• **Work order A**
According to the Q3 and Q4 planning post, what does a darker shade of teal indicate?
• **Work order B**
Duplicate the passage of the Q3 and Q4 planning post starting with "At the start" and going on through "your efforts best.".

• **Text segment**
-.-.-

Behind the Numbers With Brad: Planning for Q3 and Q4

Ah, July.

It’s a glorious month of sand-filled swimsuits, mosquito invasions, broken air conditioners and applying sunscreen only to look like cooked lobsters.

It’s also the start of a new quarter, and what better way to escape all the aforementioned fun than to reflect on what we’ve learned from Q2?

We’ve analyzed the data to help you prepare for Q3 and Q4 and get the most out of your ad revenue.

That’s right. It’s time for my noodle arms to pick up that teal calculator and break down ad performance from the last three months at Mediavine.

At the start of 2023, I worked with the Mediavine team to provide a daily eCPM “score” for each day of the calendar year based on data from years past.

The result of this exercise — see our “Best Days of The Year” post — is our attempt to show you what ad performance you can expect on which days. That way, as content creators, you know which trends to expect and how to focus your efforts best.

It’s both an ambitious goal and an inexact science, given the turbulent global economy and the speed at which things change in our dynamic industry.

That said, certain spending trends seem to hold more or less true.

We’ve seen a pandemic, supply chain chaos, inflation and more in the past three years, and through it all, certain times of year are more lucrative than others for digital advertising. Not even the unpredictable nature of the ’20s changed this much.

Without further ado, here’s what we predicted for Q2 of 2023:

Note: The darker the teal, the more valuable the inventory.

To further illustrate the trends as we move through the fiscal quarter, here’s a corresponding linear scale:

Our prediction tells the story of a very typical Q2 — a slow start to the quarter followed by some bumps in eCPM around holidays.

-.-.-

• **Natural language descriptions of regions**
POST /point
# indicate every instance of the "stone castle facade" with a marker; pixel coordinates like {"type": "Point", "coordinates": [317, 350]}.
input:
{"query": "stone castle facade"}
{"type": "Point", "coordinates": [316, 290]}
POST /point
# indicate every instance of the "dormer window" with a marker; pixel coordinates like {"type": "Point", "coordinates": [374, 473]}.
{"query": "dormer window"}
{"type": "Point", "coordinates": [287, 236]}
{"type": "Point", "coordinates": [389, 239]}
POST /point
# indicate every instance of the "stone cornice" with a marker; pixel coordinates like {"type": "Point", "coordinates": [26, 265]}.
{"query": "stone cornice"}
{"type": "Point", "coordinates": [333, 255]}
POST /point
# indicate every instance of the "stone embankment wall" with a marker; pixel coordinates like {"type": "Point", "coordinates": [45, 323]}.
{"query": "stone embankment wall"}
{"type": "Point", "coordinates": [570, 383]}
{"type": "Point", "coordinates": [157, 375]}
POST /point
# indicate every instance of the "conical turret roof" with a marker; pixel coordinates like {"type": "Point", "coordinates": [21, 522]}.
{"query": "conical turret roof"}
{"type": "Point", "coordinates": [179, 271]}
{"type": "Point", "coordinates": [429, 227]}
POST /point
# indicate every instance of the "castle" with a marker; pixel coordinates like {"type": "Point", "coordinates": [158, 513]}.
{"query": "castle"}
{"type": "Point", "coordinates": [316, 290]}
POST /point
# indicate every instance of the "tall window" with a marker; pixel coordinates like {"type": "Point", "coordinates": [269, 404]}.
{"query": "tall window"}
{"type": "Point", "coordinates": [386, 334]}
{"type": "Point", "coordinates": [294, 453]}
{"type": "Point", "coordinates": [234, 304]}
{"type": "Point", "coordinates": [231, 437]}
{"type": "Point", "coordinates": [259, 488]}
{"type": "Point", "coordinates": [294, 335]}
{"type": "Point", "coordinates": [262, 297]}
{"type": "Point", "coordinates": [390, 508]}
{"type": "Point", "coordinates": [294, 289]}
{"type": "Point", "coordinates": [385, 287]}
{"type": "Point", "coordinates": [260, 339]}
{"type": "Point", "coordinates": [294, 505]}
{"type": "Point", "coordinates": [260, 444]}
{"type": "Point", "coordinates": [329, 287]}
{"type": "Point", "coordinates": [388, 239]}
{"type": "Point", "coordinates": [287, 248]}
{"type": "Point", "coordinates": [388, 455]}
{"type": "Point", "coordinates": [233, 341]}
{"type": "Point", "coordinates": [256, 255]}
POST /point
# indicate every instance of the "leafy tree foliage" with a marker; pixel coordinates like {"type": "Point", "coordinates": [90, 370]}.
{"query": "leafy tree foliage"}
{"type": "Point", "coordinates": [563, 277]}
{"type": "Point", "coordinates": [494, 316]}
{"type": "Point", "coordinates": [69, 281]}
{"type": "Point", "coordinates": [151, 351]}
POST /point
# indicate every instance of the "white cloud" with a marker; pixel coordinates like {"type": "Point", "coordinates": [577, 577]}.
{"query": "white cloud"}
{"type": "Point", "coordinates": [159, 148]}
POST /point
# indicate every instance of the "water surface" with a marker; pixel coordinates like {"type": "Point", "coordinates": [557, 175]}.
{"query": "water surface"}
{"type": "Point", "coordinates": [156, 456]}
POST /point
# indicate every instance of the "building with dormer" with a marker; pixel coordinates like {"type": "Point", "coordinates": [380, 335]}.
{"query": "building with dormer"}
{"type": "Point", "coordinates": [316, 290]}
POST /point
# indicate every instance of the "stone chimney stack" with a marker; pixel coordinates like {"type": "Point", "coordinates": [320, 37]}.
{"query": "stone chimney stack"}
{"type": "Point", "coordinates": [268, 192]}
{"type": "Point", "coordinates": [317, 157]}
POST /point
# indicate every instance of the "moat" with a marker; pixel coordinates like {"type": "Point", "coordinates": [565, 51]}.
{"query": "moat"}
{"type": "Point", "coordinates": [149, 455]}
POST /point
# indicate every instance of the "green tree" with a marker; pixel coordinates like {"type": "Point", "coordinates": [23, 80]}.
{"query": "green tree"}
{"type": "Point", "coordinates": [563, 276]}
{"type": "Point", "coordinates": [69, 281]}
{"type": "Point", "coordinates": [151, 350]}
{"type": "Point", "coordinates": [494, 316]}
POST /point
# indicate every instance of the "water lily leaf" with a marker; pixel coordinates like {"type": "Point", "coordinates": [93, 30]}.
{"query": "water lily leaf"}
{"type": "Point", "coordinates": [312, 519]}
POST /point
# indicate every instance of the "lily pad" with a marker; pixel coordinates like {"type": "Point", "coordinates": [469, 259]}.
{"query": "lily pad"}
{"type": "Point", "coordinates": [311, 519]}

-.-.-

• **Task output A**
A darker teal means the inventory is more valuable.

• **Task output B**
At the start of 2023, I worked with the Mediavine team to provide a daily eCPM “score” for each day of the calendar year based on data from years past.

The result of this exercise — see our “Best Days of The Year” post — is our attempt to show you what ad performance you can expect on which days. That way, as content creators, you know which trends to expect and how to focus your efforts best.